Extracted records:
----
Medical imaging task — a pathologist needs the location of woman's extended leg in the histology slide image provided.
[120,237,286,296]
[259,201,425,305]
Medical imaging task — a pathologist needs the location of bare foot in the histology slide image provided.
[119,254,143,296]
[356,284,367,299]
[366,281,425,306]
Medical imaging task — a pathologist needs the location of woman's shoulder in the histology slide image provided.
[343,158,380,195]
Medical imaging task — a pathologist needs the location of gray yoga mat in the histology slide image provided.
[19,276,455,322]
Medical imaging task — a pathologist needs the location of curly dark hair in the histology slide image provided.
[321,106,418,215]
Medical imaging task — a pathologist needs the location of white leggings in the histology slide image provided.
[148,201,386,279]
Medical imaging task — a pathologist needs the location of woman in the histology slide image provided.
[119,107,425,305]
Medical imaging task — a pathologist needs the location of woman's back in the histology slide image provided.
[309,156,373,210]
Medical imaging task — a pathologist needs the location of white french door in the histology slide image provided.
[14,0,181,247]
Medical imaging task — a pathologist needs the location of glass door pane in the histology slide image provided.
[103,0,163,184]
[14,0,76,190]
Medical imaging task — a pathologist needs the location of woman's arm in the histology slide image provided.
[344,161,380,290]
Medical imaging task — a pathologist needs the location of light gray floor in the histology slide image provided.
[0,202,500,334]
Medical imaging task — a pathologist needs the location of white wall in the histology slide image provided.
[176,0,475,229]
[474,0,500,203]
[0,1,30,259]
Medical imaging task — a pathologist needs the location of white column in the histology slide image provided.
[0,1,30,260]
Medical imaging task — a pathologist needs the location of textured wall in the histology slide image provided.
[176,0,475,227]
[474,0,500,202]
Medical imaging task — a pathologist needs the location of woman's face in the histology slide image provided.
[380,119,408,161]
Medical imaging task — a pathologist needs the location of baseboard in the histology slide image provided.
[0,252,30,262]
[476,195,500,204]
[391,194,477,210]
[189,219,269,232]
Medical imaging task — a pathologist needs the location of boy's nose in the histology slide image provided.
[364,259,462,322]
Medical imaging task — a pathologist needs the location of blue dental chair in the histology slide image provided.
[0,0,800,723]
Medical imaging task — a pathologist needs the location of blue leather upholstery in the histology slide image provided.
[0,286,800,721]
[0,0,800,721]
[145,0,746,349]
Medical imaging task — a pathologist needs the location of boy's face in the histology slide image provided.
----
__Required work__: Can you give the records above again, substituting "technician" for every "pathologist" and leaving everything else unchanged?

__Task answer__:
Medical imaging task — a technician needs the location of woman's extended leg in the histology slide image provided.
[120,237,286,296]
[259,201,425,305]
Medical imaging task — a technician needs the location of bare foot in the histology slide image provided.
[119,254,143,296]
[356,284,367,299]
[366,281,425,306]
Medical imaging task — a technician needs the location of woman's shoulder in the histology slide image provided.
[343,158,380,195]
Medical imaging task — a technician needs the location of gray yoga mat in the histology slide image provided.
[19,276,455,322]
Medical imaging task — a technician needs the location of curly dark hair in the histology slide image provided.
[321,106,418,215]
Medical imaging task — a technician needs the location of white leggings in the histology slide image provided.
[148,201,386,279]
Medical imaging task — a technician needs the location of woman in the histology slide image provided.
[119,107,425,305]
Medical imaging task — a technician needs the location of woman's back in the histology slide image provided.
[309,156,373,210]
Medical imaging task — a technician needs the location of white french door in the histology slide image provided.
[14,0,181,247]
Medical imaging task — a technician needs the location of glass door pane in the histology slide image provided.
[103,0,163,184]
[14,0,76,190]
Medical imaging task — a technician needs the location of woman's arm in the histology slide image provided.
[344,161,380,290]
Medical imaging task — a technician needs the location of light gray floor in the histology slide image provided.
[0,202,500,334]
Medical imaging task — a technician needs the location of white wall in the histology slide image provided.
[176,0,475,229]
[474,0,500,203]
[0,1,30,259]
Medical imaging task — a technician needs the location of white column in the histology slide image provided.
[0,1,30,260]
Medical imaging task — a technician needs the location of textured wall in the histology slide image provided.
[176,0,475,227]
[474,0,500,202]
Medical imaging task — a technician needs the location of woman's face in the histology slide image provided.
[380,119,408,161]
Medical imaging task — a technician needs the location of baseboard in the histology slide image provided.
[0,252,30,262]
[476,195,500,204]
[391,194,477,210]
[189,219,269,232]
Medical imaging task — a technician needs the location of boy's nose in the histology slide image provided.
[364,259,462,322]
Medical imaging task — a technician needs the location of blue dental chair in the histology slide image provided.
[0,0,800,723]
Medical imaging task — a technician needs the location of blue leather upholstery in the histology slide image provided.
[0,286,800,721]
[0,0,800,721]
[145,0,746,349]
Medical imaging task — a technician needs the location of boy's face in the histology slide image provided.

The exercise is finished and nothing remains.